_Action item_: Write out only the lines running from the one that contains "Target: printed banner on barrier" to the end of the material, both ends included.

= = = = =

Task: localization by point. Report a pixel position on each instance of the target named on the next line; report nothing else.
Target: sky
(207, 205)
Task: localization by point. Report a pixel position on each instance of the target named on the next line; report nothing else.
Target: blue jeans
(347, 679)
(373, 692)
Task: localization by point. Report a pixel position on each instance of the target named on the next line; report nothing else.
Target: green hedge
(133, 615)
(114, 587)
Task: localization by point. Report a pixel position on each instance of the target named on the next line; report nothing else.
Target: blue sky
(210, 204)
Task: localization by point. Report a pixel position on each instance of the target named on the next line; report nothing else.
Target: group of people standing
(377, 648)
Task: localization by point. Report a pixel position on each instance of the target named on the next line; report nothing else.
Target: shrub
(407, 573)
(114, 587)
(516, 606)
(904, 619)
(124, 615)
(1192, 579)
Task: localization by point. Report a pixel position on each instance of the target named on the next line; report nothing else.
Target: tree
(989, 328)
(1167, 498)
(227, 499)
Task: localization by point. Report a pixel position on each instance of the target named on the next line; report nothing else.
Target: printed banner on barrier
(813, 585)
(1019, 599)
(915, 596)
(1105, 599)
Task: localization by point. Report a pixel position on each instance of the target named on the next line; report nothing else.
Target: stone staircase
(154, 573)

= = = = =

_Output for this task_:
Target: printed banner on barrier
(813, 585)
(1019, 599)
(915, 596)
(1105, 599)
Task: localization by point. Report a pixel position on each instance of the target named on the next line; report nothing else.
Target: stone staircase
(154, 573)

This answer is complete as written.